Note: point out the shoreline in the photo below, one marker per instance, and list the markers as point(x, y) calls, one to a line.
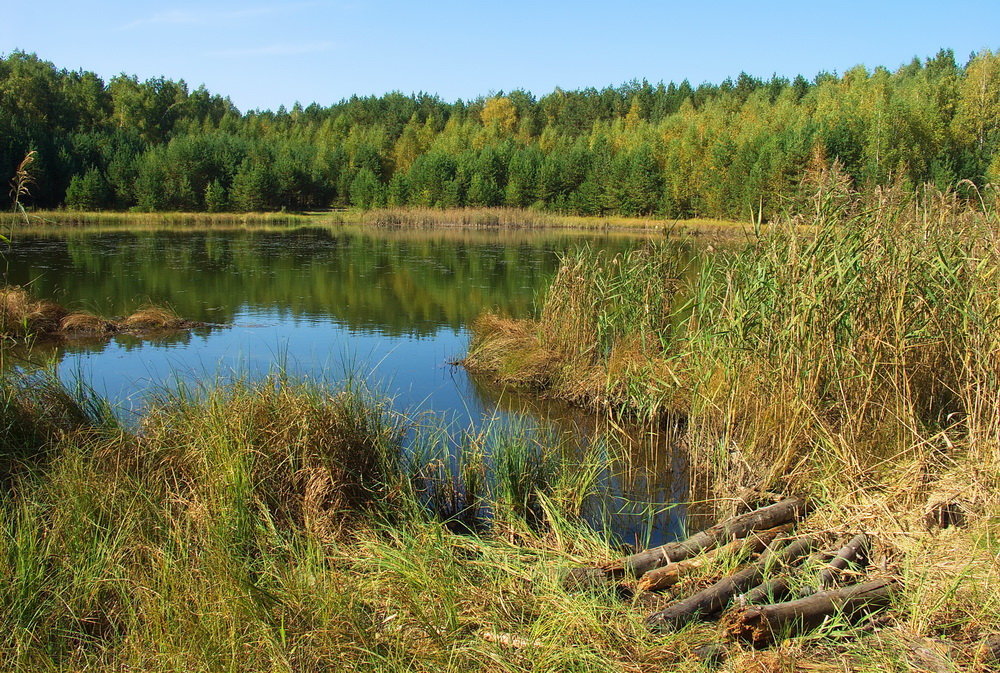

- - -

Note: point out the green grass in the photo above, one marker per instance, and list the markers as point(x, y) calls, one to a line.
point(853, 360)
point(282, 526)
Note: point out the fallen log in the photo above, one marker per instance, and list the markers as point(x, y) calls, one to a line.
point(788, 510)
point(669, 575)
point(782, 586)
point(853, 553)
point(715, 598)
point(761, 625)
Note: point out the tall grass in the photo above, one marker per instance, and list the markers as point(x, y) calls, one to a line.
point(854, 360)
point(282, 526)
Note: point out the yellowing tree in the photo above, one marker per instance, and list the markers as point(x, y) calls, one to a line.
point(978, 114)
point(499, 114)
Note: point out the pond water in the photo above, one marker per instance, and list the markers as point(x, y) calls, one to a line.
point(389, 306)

- - -

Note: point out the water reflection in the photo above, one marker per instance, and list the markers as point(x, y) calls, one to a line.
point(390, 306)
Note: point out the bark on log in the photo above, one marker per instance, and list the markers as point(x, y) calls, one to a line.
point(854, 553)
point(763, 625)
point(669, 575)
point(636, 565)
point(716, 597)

- - -

Arrange the items in the part that opens with the line containing "Note: point out the pond" and closes with the line containing "point(389, 306)" as a two-column CSV with the columns instruction and output. Give one row per item, with each field in double quotes and any line breaks turned into spaces.

COMPLETED TASK:
instruction,output
"Note: point out the pond water in the photo above, one marker per instance, and list the markers as point(x, y) calls, one to a line.","point(389, 306)"